** begin **

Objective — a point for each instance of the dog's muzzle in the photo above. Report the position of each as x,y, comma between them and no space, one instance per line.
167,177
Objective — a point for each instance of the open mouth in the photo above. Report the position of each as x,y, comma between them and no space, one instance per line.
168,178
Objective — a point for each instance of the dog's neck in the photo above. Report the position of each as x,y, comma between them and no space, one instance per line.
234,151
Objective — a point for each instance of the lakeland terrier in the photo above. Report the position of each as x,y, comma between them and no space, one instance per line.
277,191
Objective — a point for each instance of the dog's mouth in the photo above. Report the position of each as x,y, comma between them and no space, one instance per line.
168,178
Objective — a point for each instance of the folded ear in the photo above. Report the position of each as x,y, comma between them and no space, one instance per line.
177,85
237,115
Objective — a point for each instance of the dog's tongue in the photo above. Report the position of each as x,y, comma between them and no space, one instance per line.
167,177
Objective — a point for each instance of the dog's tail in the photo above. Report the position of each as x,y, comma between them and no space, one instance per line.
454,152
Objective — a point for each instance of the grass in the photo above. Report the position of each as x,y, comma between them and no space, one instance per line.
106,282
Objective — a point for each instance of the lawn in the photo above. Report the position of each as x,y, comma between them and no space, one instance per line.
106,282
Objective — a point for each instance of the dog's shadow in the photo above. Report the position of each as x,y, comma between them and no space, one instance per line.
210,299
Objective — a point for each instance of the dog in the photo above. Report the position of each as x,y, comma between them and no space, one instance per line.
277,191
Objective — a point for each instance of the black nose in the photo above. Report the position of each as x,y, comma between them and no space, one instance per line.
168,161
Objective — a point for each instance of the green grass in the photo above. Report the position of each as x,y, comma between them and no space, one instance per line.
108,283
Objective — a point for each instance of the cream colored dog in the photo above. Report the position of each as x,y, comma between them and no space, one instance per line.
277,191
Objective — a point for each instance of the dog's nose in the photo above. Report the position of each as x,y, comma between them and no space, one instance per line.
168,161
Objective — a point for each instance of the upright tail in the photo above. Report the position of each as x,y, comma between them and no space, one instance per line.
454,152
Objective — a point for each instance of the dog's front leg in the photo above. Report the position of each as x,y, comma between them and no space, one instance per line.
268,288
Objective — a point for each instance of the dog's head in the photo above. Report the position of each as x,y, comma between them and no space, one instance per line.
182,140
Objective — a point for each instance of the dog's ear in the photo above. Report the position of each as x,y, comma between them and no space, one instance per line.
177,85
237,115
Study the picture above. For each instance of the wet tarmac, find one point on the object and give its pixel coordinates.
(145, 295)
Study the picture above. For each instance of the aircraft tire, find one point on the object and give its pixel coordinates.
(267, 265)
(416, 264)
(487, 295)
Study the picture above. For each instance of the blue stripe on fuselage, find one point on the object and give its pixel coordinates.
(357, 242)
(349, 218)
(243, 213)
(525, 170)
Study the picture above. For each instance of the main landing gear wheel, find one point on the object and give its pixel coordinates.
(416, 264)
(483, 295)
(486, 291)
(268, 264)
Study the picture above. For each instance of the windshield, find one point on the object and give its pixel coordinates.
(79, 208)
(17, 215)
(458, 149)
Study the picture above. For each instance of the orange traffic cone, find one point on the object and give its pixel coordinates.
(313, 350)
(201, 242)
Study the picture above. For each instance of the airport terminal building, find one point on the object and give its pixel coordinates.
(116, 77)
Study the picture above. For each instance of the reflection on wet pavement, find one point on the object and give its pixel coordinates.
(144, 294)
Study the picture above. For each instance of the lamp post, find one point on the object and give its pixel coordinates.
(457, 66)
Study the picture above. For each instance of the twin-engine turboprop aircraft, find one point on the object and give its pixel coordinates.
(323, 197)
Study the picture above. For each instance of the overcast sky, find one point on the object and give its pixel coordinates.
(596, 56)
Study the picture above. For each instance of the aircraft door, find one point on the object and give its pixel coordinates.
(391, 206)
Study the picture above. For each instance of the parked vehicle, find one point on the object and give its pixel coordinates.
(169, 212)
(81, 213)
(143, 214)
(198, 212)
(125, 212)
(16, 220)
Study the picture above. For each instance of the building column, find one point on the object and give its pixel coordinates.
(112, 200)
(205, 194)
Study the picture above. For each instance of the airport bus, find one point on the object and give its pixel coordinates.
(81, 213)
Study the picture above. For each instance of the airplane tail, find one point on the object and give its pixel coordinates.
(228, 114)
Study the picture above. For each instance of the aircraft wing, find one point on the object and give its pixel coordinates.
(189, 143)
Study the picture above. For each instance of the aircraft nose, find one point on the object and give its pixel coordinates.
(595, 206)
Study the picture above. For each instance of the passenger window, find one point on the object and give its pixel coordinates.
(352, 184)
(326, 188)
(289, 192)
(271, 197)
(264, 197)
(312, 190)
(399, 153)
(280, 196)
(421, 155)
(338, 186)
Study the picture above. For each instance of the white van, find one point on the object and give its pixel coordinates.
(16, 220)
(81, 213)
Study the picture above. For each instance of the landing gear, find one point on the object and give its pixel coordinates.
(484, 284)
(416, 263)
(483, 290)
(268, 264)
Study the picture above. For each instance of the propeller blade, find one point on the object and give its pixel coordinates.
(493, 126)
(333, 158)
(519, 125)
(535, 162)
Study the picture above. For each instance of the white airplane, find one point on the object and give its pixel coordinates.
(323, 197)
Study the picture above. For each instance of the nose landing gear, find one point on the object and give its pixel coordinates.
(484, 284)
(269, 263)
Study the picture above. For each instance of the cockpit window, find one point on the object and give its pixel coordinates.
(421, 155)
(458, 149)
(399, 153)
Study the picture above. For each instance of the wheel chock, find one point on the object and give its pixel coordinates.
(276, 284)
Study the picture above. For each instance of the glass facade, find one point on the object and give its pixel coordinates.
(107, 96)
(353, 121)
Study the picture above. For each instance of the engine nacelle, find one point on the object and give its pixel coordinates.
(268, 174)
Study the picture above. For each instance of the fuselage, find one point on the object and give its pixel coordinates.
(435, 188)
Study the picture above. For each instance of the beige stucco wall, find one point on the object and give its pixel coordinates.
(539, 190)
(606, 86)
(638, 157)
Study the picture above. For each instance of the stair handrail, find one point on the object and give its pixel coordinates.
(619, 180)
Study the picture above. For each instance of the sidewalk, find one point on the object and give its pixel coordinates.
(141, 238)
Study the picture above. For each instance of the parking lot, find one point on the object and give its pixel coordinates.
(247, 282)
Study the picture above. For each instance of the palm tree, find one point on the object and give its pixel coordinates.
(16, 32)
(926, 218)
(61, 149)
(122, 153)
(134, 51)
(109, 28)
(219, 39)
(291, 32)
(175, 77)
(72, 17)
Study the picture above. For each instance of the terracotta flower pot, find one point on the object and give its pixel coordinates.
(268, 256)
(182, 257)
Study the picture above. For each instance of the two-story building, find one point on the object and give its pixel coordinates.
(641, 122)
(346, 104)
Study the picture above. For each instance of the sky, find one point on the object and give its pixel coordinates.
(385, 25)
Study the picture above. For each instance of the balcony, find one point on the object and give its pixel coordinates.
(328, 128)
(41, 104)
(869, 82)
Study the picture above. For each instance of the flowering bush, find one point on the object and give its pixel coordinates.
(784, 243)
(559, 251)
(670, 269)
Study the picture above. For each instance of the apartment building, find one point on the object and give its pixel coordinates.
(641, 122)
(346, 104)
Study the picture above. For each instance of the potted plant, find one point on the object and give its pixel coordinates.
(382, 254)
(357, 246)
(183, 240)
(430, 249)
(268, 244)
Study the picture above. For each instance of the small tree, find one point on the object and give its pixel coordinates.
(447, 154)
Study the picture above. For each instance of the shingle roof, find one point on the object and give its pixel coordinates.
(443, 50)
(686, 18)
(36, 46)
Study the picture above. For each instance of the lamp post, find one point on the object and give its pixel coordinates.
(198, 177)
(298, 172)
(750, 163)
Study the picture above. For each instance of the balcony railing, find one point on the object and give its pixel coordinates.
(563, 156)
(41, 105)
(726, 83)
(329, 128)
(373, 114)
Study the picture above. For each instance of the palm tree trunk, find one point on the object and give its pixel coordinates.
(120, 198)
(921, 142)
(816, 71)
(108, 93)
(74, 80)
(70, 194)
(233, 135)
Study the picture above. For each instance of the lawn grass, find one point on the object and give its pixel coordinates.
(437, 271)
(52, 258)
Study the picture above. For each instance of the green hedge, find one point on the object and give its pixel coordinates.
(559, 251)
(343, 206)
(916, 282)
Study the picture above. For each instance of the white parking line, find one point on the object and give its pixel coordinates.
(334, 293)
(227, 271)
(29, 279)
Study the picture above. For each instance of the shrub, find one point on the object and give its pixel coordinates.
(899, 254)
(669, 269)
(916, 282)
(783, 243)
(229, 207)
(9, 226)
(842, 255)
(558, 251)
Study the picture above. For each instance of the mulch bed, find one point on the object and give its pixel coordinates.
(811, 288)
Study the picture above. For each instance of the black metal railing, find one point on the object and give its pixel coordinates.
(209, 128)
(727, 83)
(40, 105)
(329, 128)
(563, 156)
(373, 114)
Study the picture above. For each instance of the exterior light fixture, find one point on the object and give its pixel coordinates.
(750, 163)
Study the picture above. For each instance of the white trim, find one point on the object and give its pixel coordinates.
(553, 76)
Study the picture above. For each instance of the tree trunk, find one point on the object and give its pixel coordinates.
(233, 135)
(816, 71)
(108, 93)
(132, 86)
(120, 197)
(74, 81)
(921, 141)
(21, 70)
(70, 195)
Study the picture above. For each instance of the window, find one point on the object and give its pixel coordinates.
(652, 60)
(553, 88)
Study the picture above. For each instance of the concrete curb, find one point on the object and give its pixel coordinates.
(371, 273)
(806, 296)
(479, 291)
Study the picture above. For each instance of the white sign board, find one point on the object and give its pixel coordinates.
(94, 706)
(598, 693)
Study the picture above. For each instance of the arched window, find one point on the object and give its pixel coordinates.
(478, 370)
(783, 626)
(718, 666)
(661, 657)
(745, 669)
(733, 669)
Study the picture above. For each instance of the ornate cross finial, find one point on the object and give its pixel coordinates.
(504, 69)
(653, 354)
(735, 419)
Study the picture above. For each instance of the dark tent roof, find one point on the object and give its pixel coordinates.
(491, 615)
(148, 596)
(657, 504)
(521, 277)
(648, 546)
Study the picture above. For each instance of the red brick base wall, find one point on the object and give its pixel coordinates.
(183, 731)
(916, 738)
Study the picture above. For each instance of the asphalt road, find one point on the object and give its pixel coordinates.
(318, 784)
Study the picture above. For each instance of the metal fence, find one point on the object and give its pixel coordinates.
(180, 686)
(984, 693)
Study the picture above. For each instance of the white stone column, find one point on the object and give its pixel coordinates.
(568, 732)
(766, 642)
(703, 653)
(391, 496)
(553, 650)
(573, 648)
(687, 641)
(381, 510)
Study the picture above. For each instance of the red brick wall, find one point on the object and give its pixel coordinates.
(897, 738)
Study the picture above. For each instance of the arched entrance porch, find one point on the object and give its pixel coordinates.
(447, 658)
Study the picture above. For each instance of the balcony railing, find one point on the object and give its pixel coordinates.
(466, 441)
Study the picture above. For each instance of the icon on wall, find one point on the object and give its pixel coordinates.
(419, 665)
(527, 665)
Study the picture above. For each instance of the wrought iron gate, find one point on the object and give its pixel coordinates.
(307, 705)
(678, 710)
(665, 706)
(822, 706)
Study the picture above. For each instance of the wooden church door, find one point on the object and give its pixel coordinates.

** end **

→ WRITTEN INSTRUCTION:
Extract every line from the one containing "Study the picture above. For each instance of the metal" through the last line of the data, inclusive, exactly as written.

→ ANSWER IN FULL:
Study the picture above. For each instance of the metal fence, find one point on the object and give its pixel coordinates.
(180, 686)
(984, 693)
Study the picture above. For each instance of the white stone column, find one point on the object and give its pixel coordinates.
(568, 732)
(766, 642)
(703, 653)
(391, 496)
(553, 650)
(573, 648)
(687, 641)
(381, 510)
Study the picture above. For each instance of the red brick wall, find one point on the object and give its pixel coordinates.
(897, 738)
Study the picture above. For each instance of the arched entrance porch, find one point on the object and give its pixel coordinates.
(447, 658)
Study the picture above. For each instance of the balcony railing, find one point on the object and give its pixel coordinates.
(466, 441)
Study the picture above. For each instance of the icon on wall, find one point on the object and give its pixel coordinates.
(419, 665)
(527, 665)
Study the picture above. For each instance of the wrought iron gate, find one point on the object and give its pixel coordinates.
(307, 705)
(678, 710)
(665, 706)
(822, 706)
Study the picture above. For each instance of the wooden church door, find one point on the object and give its pixel coordinates.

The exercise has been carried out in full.